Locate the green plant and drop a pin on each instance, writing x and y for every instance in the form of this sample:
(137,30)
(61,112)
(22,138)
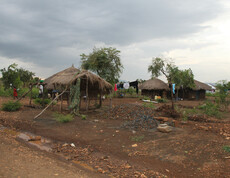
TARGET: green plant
(226,148)
(137,138)
(41,101)
(11,106)
(162,100)
(83,117)
(149,105)
(63,118)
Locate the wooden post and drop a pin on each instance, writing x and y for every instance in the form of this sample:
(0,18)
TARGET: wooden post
(31,87)
(100,99)
(87,94)
(61,103)
(110,98)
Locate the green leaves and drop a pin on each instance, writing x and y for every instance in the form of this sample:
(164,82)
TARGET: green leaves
(105,62)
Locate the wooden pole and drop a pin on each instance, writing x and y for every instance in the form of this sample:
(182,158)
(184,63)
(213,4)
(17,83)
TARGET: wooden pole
(31,87)
(87,94)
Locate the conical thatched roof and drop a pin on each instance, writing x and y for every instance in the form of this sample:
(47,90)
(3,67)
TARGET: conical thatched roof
(154,84)
(201,86)
(69,76)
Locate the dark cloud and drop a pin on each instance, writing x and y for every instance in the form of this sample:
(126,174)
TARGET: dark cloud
(36,30)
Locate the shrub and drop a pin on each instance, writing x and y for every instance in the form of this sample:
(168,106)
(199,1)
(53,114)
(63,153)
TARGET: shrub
(83,117)
(226,148)
(11,106)
(41,101)
(161,100)
(211,109)
(63,118)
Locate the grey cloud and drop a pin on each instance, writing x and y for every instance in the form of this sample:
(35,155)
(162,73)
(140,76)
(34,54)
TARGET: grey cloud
(35,30)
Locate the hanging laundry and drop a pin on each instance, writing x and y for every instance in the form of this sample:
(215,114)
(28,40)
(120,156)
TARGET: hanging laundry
(135,85)
(126,85)
(115,87)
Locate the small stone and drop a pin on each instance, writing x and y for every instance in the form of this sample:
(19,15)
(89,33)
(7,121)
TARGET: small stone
(65,144)
(164,129)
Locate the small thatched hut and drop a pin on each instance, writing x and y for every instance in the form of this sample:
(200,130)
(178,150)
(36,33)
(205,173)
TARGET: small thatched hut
(195,93)
(154,87)
(90,85)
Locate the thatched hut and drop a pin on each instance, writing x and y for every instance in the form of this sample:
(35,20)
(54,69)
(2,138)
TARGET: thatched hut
(154,87)
(72,79)
(195,93)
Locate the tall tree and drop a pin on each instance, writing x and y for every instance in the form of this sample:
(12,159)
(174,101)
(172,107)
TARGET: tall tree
(105,62)
(15,76)
(163,67)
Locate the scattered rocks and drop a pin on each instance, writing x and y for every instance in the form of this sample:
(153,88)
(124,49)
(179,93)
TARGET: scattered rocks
(164,128)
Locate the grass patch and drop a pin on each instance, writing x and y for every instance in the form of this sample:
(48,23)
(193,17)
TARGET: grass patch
(149,105)
(63,118)
(137,138)
(211,109)
(83,117)
(11,106)
(226,148)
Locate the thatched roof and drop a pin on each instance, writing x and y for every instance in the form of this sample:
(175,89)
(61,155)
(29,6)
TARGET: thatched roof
(201,86)
(154,84)
(69,76)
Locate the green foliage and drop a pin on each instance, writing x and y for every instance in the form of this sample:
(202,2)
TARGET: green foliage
(211,109)
(137,138)
(162,100)
(63,118)
(105,62)
(148,105)
(223,93)
(11,106)
(226,148)
(42,102)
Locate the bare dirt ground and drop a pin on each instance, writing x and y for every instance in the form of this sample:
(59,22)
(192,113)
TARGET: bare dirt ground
(118,142)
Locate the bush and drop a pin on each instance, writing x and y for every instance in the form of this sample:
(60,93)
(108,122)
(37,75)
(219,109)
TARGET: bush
(42,102)
(161,100)
(83,117)
(63,118)
(137,138)
(149,105)
(211,109)
(11,106)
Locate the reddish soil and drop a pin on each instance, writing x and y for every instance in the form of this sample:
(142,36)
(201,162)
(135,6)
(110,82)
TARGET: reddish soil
(192,149)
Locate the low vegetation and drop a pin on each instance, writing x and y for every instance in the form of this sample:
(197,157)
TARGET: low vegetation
(11,106)
(63,118)
(226,148)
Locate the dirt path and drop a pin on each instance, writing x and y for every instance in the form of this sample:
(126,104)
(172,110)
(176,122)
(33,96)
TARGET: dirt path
(18,160)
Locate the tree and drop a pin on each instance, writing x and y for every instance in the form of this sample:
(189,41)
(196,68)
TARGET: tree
(182,78)
(223,87)
(25,76)
(105,62)
(163,67)
(11,76)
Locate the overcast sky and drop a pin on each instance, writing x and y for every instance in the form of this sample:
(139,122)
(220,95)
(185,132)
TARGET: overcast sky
(47,36)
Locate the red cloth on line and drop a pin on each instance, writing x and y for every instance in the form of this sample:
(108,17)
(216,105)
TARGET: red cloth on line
(115,87)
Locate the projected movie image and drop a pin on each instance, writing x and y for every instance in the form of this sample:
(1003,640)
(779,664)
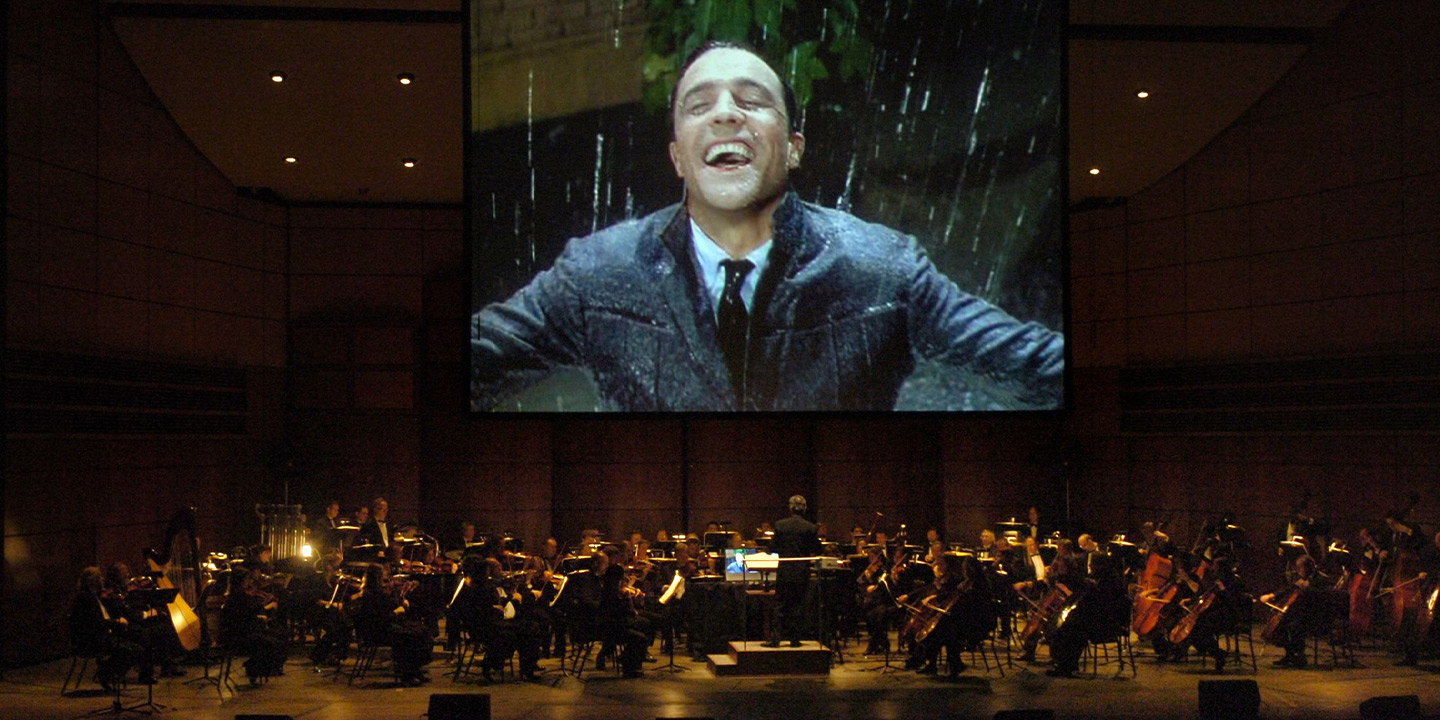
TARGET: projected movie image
(771,206)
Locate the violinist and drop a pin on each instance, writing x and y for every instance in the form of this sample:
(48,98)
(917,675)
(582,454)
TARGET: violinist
(961,598)
(329,614)
(467,537)
(326,529)
(1102,611)
(550,555)
(1154,540)
(246,628)
(935,553)
(1301,615)
(383,617)
(621,628)
(95,630)
(513,624)
(876,602)
(1031,575)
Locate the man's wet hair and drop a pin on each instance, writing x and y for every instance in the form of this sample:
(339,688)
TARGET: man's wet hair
(791,110)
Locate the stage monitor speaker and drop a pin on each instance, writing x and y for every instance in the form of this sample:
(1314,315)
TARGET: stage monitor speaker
(1391,707)
(460,706)
(1229,699)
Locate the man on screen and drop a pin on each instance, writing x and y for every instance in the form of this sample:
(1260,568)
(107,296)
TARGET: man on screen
(743,297)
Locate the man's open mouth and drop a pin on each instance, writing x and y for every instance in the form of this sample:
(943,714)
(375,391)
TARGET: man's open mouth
(729,154)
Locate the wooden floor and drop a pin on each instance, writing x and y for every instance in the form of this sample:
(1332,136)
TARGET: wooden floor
(856,689)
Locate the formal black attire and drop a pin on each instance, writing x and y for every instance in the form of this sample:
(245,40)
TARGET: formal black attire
(1100,614)
(375,533)
(94,630)
(376,621)
(245,630)
(794,537)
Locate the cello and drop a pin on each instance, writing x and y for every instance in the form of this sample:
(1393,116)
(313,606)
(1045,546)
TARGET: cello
(1040,618)
(1362,585)
(1157,591)
(1270,632)
(176,566)
(928,615)
(1181,631)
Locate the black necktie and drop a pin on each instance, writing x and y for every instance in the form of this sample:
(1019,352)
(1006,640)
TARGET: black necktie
(733,321)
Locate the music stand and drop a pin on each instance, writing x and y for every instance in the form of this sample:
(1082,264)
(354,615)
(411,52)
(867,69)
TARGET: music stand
(147,599)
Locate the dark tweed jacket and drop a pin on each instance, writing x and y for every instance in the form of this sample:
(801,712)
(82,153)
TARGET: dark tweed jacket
(838,318)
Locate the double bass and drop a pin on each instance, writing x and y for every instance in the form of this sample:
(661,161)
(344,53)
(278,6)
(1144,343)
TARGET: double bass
(176,566)
(1361,588)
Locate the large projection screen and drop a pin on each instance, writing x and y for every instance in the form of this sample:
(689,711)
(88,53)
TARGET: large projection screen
(915,252)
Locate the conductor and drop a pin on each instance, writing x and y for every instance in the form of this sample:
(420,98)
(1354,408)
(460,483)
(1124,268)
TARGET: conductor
(794,537)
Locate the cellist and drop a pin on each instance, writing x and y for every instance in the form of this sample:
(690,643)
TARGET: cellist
(942,602)
(1299,617)
(1404,560)
(1216,609)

⁂

**SHORT TASK**
Present the data above as a Markdown table with two columns, "Row" for the row number and "Line" for the line itself, leaving out blank lines and pictures.

**ANSWER**
| Row | Line |
|---|---|
| 1 | Locate the green plant and drop a pin on each instance, writing x and y for every instance in the form of this sample: |
| 2 | (137,30) |
| 3 | (61,112) |
| 4 | (22,138) |
| 5 | TARGET: green plant |
| 6 | (226,148) |
| 7 | (137,138) |
| 8 | (41,101) |
| 9 | (11,106) |
| 10 | (162,100) |
| 11 | (83,117) |
| 12 | (149,105) |
| 13 | (63,118) |
| 14 | Locate the wooden post and drop a pin on each instance, writing x and y for every instance in the form of this sample: |
| 15 | (0,18) |
| 16 | TARGET: wooden post |
| 17 | (31,87) |
| 18 | (100,99) |
| 19 | (87,94) |
| 20 | (61,103) |
| 21 | (110,98) |
| 22 | Locate the green leaves and drop a pin on each instance, writing x and y for every instance in the form of this sample: |
| 23 | (164,82) |
| 24 | TARGET: green leaves |
| 25 | (105,62) |
| 26 | Locate the wooden pole and drop a pin on each instance, writing x and y for every instance in the form of this sample: |
| 27 | (182,158) |
| 28 | (184,63) |
| 29 | (213,4) |
| 30 | (17,83) |
| 31 | TARGET: wooden pole |
| 32 | (31,87) |
| 33 | (87,94) |
| 34 | Locate the conical thatched roof and drop a pin on each instance, writing x and y for every instance in the form of this sample: |
| 35 | (47,90) |
| 36 | (3,67) |
| 37 | TARGET: conical thatched roof |
| 38 | (154,84) |
| 39 | (201,86) |
| 40 | (69,76) |
| 41 | Locate the dark cloud and drop a pin on each instance, writing x and y for every instance in the form of this sample: |
| 42 | (126,174) |
| 43 | TARGET: dark cloud |
| 44 | (36,30) |
| 45 | Locate the shrub and drop a pin on each instance, writing x and y for every instance in the form of this sample: |
| 46 | (168,106) |
| 47 | (199,1) |
| 48 | (53,114) |
| 49 | (63,153) |
| 50 | TARGET: shrub |
| 51 | (83,117) |
| 52 | (226,148) |
| 53 | (11,106) |
| 54 | (41,101) |
| 55 | (161,100) |
| 56 | (211,109) |
| 57 | (63,118) |
| 58 | Locate the grey cloud and drop a pin on each instance, writing x and y for every instance in the form of this sample: |
| 59 | (35,155) |
| 60 | (162,73) |
| 61 | (140,76) |
| 62 | (34,54) |
| 63 | TARGET: grey cloud |
| 64 | (35,30) |
| 65 | Locate the hanging laundry and drop a pin on each instance, writing x and y for every instance in the form of this sample: |
| 66 | (215,114) |
| 67 | (28,40) |
| 68 | (120,156) |
| 69 | TARGET: hanging laundry |
| 70 | (135,85) |
| 71 | (126,85) |
| 72 | (115,87) |
| 73 | Locate the small stone and drop a pin on each instance, writing x and y for every instance in the form of this sample: |
| 74 | (19,15) |
| 75 | (89,33) |
| 76 | (7,121) |
| 77 | TARGET: small stone |
| 78 | (65,144) |
| 79 | (164,129) |
| 80 | Locate the small thatched hut and drop a pin on each instance, writing x and y for every instance in the form of this sample: |
| 81 | (200,130) |
| 82 | (178,150) |
| 83 | (36,33) |
| 84 | (205,173) |
| 85 | TARGET: small thatched hut |
| 86 | (195,93) |
| 87 | (154,87) |
| 88 | (90,85) |
| 89 | Locate the thatched hut and drop a pin on each instance, writing x and y for every instance in the form of this sample: |
| 90 | (35,20) |
| 91 | (54,69) |
| 92 | (2,138) |
| 93 | TARGET: thatched hut |
| 94 | (154,87) |
| 95 | (72,79) |
| 96 | (195,93) |
| 97 | Locate the tall tree and drop a pin on each instance, writing x and y for every instance in the form of this sample: |
| 98 | (12,159) |
| 99 | (174,101) |
| 100 | (172,107) |
| 101 | TARGET: tall tree |
| 102 | (105,62) |
| 103 | (15,76) |
| 104 | (163,67) |
| 105 | Locate the scattered rocks and drop a pin on each instance, writing x and y for every instance in the form of this sample: |
| 106 | (153,88) |
| 107 | (124,49) |
| 108 | (179,93) |
| 109 | TARGET: scattered rocks |
| 110 | (164,128) |
| 111 | Locate the grass patch and drop a pin on each instance, writing x and y for every instance in the form of this sample: |
| 112 | (48,23) |
| 113 | (193,17) |
| 114 | TARGET: grass patch |
| 115 | (149,105) |
| 116 | (63,118) |
| 117 | (137,138) |
| 118 | (211,109) |
| 119 | (83,117) |
| 120 | (11,106) |
| 121 | (226,148) |
| 122 | Locate the thatched roof and drop a pin on each instance, writing x and y for every instance in the form of this sample: |
| 123 | (175,89) |
| 124 | (61,155) |
| 125 | (29,6) |
| 126 | TARGET: thatched roof |
| 127 | (201,86) |
| 128 | (154,84) |
| 129 | (69,76) |
| 130 | Locate the green foliage and drop a pin on each instance, writing x and y for every instance in the form of this sample: |
| 131 | (202,2) |
| 132 | TARGET: green foliage |
| 133 | (211,109) |
| 134 | (137,138) |
| 135 | (162,100) |
| 136 | (63,118) |
| 137 | (105,62) |
| 138 | (148,105) |
| 139 | (223,93) |
| 140 | (11,106) |
| 141 | (226,148) |
| 142 | (42,102) |
| 143 | Locate the bare dirt ground and drop a pin on each instance, writing x and y for every instance in the form of this sample: |
| 144 | (59,22) |
| 145 | (192,113) |
| 146 | TARGET: bare dirt ground |
| 147 | (118,142) |
| 148 | Locate the bush and drop a pin on each instance, writing x and y for every instance in the form of this sample: |
| 149 | (60,93) |
| 150 | (108,122) |
| 151 | (37,75) |
| 152 | (219,109) |
| 153 | TARGET: bush |
| 154 | (42,102) |
| 155 | (161,100) |
| 156 | (83,117) |
| 157 | (63,118) |
| 158 | (137,138) |
| 159 | (149,105) |
| 160 | (211,109) |
| 161 | (11,106) |
| 162 | Locate the reddish soil and drop a pin on each instance, writing x and y for every instance in the form of this sample: |
| 163 | (142,36) |
| 164 | (201,162) |
| 165 | (135,6) |
| 166 | (110,82) |
| 167 | TARGET: reddish soil |
| 168 | (192,149) |
| 169 | Locate the low vegetation and drop a pin on each instance, writing x and y for every instance in the form of this sample: |
| 170 | (197,157) |
| 171 | TARGET: low vegetation |
| 172 | (11,106) |
| 173 | (63,118) |
| 174 | (226,148) |
| 175 | Locate the dirt path and drop a pin on each instance, writing x and y for every instance in the form of this sample: |
| 176 | (126,104) |
| 177 | (172,110) |
| 178 | (176,122) |
| 179 | (33,96) |
| 180 | TARGET: dirt path |
| 181 | (18,160) |
| 182 | Locate the tree and drop a pin on each instance, writing x and y for every instance in the form of this sample: |
| 183 | (189,41) |
| 184 | (196,68) |
| 185 | TARGET: tree |
| 186 | (182,78) |
| 187 | (223,87) |
| 188 | (25,76) |
| 189 | (105,62) |
| 190 | (163,67) |
| 191 | (11,76) |
| 192 | Locate the overcast sky and drop a pin on each instance, writing x and y for every instance in the form of this sample: |
| 193 | (139,122) |
| 194 | (220,95) |
| 195 | (185,132) |
| 196 | TARGET: overcast sky |
| 197 | (47,36) |
| 198 | Locate the red cloth on line and drop a pin on each instance, writing x and y for every instance in the form of this sample: |
| 199 | (108,17) |
| 200 | (216,105) |
| 201 | TARGET: red cloth on line |
| 202 | (115,87) |
| 203 | Locate the projected movie image and drop a pin on each instance, writing x and y for every instance in the form of this sample: |
| 204 | (1003,640) |
| 205 | (779,664) |
| 206 | TARGET: projected movie image |
| 207 | (771,206) |
| 208 | Locate the violinist and drop a pin on each instance, writing x and y for every instance in the form of this sample: |
| 209 | (48,98) |
| 210 | (917,675) |
| 211 | (582,454) |
| 212 | TARGET: violinist |
| 213 | (961,598) |
| 214 | (329,614) |
| 215 | (467,537) |
| 216 | (326,529) |
| 217 | (1102,611) |
| 218 | (550,555) |
| 219 | (1154,540) |
| 220 | (246,628) |
| 221 | (935,553) |
| 222 | (1301,615) |
| 223 | (383,617) |
| 224 | (621,628) |
| 225 | (95,630) |
| 226 | (513,624) |
| 227 | (876,602) |
| 228 | (1031,575) |
| 229 | Locate the man's wet hair and drop a pin on each instance, writing x and y for every instance in the form of this sample: |
| 230 | (339,688) |
| 231 | TARGET: man's wet hair |
| 232 | (791,110) |
| 233 | Locate the stage monitor speaker and drop a pin on each instance, writing x and y for every instance in the form of this sample: |
| 234 | (1314,315) |
| 235 | TARGET: stage monitor speaker |
| 236 | (1391,707) |
| 237 | (460,706) |
| 238 | (1229,699) |
| 239 | Locate the man on screen and drop a pin on each instance, writing x and y for every instance in the form of this sample: |
| 240 | (1260,568) |
| 241 | (107,296) |
| 242 | TARGET: man on screen |
| 243 | (743,297) |
| 244 | Locate the man's open mouth and drop a pin on each instance, writing x and y for every instance in the form of this sample: |
| 245 | (943,714) |
| 246 | (375,391) |
| 247 | TARGET: man's open mouth |
| 248 | (729,154) |
| 249 | Locate the wooden floor and drop a pin on each instance, writing x and y for every instance in the form of this sample: |
| 250 | (1332,136) |
| 251 | TARGET: wooden floor |
| 252 | (856,689) |
| 253 | Locate the formal black attire and drop a pin on each instance, writing x and y for every instance in the form of this sample: |
| 254 | (245,40) |
| 255 | TARGET: formal black attire |
| 256 | (1100,614) |
| 257 | (375,533) |
| 258 | (94,630) |
| 259 | (376,621) |
| 260 | (245,630) |
| 261 | (794,537) |
| 262 | Locate the cello and drop a pin on each instance, writing x and y for every instance in the form of this sample: |
| 263 | (1393,116) |
| 264 | (313,606) |
| 265 | (1045,546) |
| 266 | TARGET: cello |
| 267 | (1040,618) |
| 268 | (1362,585) |
| 269 | (1157,591) |
| 270 | (1270,632) |
| 271 | (176,566) |
| 272 | (928,615) |
| 273 | (1181,631) |
| 274 | Locate the black necktie and drop a pin on each instance, writing x and y for every instance in the form of this sample: |
| 275 | (1019,352) |
| 276 | (1006,640) |
| 277 | TARGET: black necktie |
| 278 | (733,321) |
| 279 | Locate the music stand and drop a pin on each instance, writing x and y for every instance in the form of this sample: |
| 280 | (1082,264) |
| 281 | (354,615) |
| 282 | (411,52) |
| 283 | (867,69) |
| 284 | TARGET: music stand |
| 285 | (147,599) |
| 286 | Locate the dark tweed jacket and drop a pin on each instance, writing x and y for every instance in the form of this sample: |
| 287 | (801,712) |
| 288 | (82,153) |
| 289 | TARGET: dark tweed jacket |
| 290 | (838,318) |
| 291 | Locate the double bass and drop a pin on each instance, writing x and y for every instance in the form of this sample: |
| 292 | (661,161) |
| 293 | (344,53) |
| 294 | (278,6) |
| 295 | (1144,343) |
| 296 | TARGET: double bass |
| 297 | (176,566) |
| 298 | (1361,588) |
| 299 | Locate the large projection screen and drop a pin on each instance, writing x and y for every instance in the form of this sample: |
| 300 | (689,711) |
| 301 | (88,53) |
| 302 | TARGET: large projection screen |
| 303 | (915,252) |
| 304 | Locate the conductor and drop a pin on each instance, writing x and y for every instance in the form of this sample: |
| 305 | (420,98) |
| 306 | (1354,408) |
| 307 | (460,483) |
| 308 | (1124,268) |
| 309 | TARGET: conductor |
| 310 | (794,537) |
| 311 | Locate the cellist and drop a pin on each instance, writing x and y for every instance in the form of this sample: |
| 312 | (690,643) |
| 313 | TARGET: cellist |
| 314 | (942,602) |
| 315 | (1299,617) |
| 316 | (1404,560) |
| 317 | (1216,609) |